Work item –
Would you repeat all the lines below, exactly as they stand?
++++ Task inputs ++++
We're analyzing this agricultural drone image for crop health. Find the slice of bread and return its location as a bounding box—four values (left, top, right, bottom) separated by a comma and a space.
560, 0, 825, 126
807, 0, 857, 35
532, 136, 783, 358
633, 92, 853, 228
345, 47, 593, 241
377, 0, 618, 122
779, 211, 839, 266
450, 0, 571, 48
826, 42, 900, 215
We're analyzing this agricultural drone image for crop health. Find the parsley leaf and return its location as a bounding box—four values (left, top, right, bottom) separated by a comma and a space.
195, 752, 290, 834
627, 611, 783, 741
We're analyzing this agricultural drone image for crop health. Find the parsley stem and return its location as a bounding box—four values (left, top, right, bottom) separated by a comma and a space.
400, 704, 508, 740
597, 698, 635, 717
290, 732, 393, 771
++++
Answer below –
We're analyzing this agricultural drone image for crop health. Find the slice of bread and return its location as a bounding box—four values (left, top, right, bottom) separated by a comma and a space.
560, 0, 825, 126
807, 0, 857, 35
532, 136, 783, 358
633, 92, 853, 228
345, 47, 593, 241
377, 0, 618, 122
779, 211, 839, 266
450, 0, 571, 48
826, 42, 900, 215
We're analyzing this agricultural drone image for crop health. Find the parsley leaf and return its location as a bounding box—four values (left, top, right, bottom) separated by a comma and a space.
195, 752, 290, 834
627, 611, 783, 741
We're analyzing this agricultural drone image for crop health. Find the parsley stem and return its location as a bounding box—four values (left, top, right, bottom) separated by a comma and a space.
400, 704, 508, 740
597, 698, 635, 717
290, 732, 393, 771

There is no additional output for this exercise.